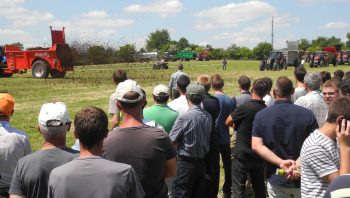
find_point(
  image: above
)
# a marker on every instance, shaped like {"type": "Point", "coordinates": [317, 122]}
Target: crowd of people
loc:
{"type": "Point", "coordinates": [281, 139]}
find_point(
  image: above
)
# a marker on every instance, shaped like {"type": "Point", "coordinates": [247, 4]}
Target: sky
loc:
{"type": "Point", "coordinates": [219, 23]}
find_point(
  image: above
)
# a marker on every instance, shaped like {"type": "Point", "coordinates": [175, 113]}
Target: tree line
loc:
{"type": "Point", "coordinates": [160, 41]}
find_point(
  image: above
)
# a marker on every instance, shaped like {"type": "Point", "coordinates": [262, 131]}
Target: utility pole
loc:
{"type": "Point", "coordinates": [272, 32]}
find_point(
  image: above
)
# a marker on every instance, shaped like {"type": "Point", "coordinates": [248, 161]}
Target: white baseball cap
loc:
{"type": "Point", "coordinates": [161, 90]}
{"type": "Point", "coordinates": [54, 114]}
{"type": "Point", "coordinates": [126, 87]}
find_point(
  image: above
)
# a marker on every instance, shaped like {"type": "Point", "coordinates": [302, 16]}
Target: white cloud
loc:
{"type": "Point", "coordinates": [164, 8]}
{"type": "Point", "coordinates": [19, 16]}
{"type": "Point", "coordinates": [232, 14]}
{"type": "Point", "coordinates": [337, 25]}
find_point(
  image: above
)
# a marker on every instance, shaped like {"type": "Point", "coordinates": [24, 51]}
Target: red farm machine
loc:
{"type": "Point", "coordinates": [55, 60]}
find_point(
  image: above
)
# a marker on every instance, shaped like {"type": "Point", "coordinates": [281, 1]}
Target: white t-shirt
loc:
{"type": "Point", "coordinates": [179, 104]}
{"type": "Point", "coordinates": [319, 157]}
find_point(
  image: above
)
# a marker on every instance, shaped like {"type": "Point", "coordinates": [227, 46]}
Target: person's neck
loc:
{"type": "Point", "coordinates": [328, 129]}
{"type": "Point", "coordinates": [131, 119]}
{"type": "Point", "coordinates": [59, 142]}
{"type": "Point", "coordinates": [96, 150]}
{"type": "Point", "coordinates": [300, 84]}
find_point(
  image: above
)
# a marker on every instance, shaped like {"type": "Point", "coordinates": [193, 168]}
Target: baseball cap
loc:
{"type": "Point", "coordinates": [195, 89]}
{"type": "Point", "coordinates": [54, 114]}
{"type": "Point", "coordinates": [7, 103]}
{"type": "Point", "coordinates": [161, 90]}
{"type": "Point", "coordinates": [126, 87]}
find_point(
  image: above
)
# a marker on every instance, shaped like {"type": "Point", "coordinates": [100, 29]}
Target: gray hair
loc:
{"type": "Point", "coordinates": [52, 132]}
{"type": "Point", "coordinates": [312, 81]}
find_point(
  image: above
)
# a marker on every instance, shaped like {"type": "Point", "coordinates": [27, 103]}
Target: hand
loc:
{"type": "Point", "coordinates": [343, 133]}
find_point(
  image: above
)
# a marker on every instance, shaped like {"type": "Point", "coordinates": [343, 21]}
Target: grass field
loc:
{"type": "Point", "coordinates": [92, 85]}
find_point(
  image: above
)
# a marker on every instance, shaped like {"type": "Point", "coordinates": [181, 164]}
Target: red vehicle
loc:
{"type": "Point", "coordinates": [55, 60]}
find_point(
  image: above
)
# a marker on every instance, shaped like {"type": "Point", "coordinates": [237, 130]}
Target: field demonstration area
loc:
{"type": "Point", "coordinates": [92, 86]}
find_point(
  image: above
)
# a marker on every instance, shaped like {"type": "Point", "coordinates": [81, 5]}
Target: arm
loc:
{"type": "Point", "coordinates": [343, 134]}
{"type": "Point", "coordinates": [265, 153]}
{"type": "Point", "coordinates": [170, 168]}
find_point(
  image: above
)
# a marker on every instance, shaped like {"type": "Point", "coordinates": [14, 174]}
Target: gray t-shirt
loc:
{"type": "Point", "coordinates": [32, 172]}
{"type": "Point", "coordinates": [94, 177]}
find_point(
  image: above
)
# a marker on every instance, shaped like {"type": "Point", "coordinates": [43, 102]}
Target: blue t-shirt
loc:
{"type": "Point", "coordinates": [283, 128]}
{"type": "Point", "coordinates": [226, 108]}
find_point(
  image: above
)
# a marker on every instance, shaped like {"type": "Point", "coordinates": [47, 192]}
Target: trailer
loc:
{"type": "Point", "coordinates": [55, 60]}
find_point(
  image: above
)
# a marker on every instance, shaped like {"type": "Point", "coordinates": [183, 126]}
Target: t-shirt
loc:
{"type": "Point", "coordinates": [319, 157]}
{"type": "Point", "coordinates": [339, 187]}
{"type": "Point", "coordinates": [14, 144]}
{"type": "Point", "coordinates": [31, 175]}
{"type": "Point", "coordinates": [146, 149]}
{"type": "Point", "coordinates": [162, 114]}
{"type": "Point", "coordinates": [283, 127]}
{"type": "Point", "coordinates": [94, 177]}
{"type": "Point", "coordinates": [243, 118]}
{"type": "Point", "coordinates": [179, 104]}
{"type": "Point", "coordinates": [226, 108]}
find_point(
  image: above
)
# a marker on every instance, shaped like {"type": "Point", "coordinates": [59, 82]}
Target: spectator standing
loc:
{"type": "Point", "coordinates": [14, 144]}
{"type": "Point", "coordinates": [147, 149]}
{"type": "Point", "coordinates": [226, 107]}
{"type": "Point", "coordinates": [245, 95]}
{"type": "Point", "coordinates": [320, 161]}
{"type": "Point", "coordinates": [118, 76]}
{"type": "Point", "coordinates": [212, 158]}
{"type": "Point", "coordinates": [191, 134]}
{"type": "Point", "coordinates": [224, 64]}
{"type": "Point", "coordinates": [330, 90]}
{"type": "Point", "coordinates": [277, 137]}
{"type": "Point", "coordinates": [313, 100]}
{"type": "Point", "coordinates": [32, 172]}
{"type": "Point", "coordinates": [160, 112]}
{"type": "Point", "coordinates": [173, 91]}
{"type": "Point", "coordinates": [180, 104]}
{"type": "Point", "coordinates": [90, 175]}
{"type": "Point", "coordinates": [299, 74]}
{"type": "Point", "coordinates": [245, 160]}
{"type": "Point", "coordinates": [268, 98]}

### Activity
Wherever a line in the entries holds "gray", copy that line.

### Problem solution
Target: gray hair
Target: gray t-shirt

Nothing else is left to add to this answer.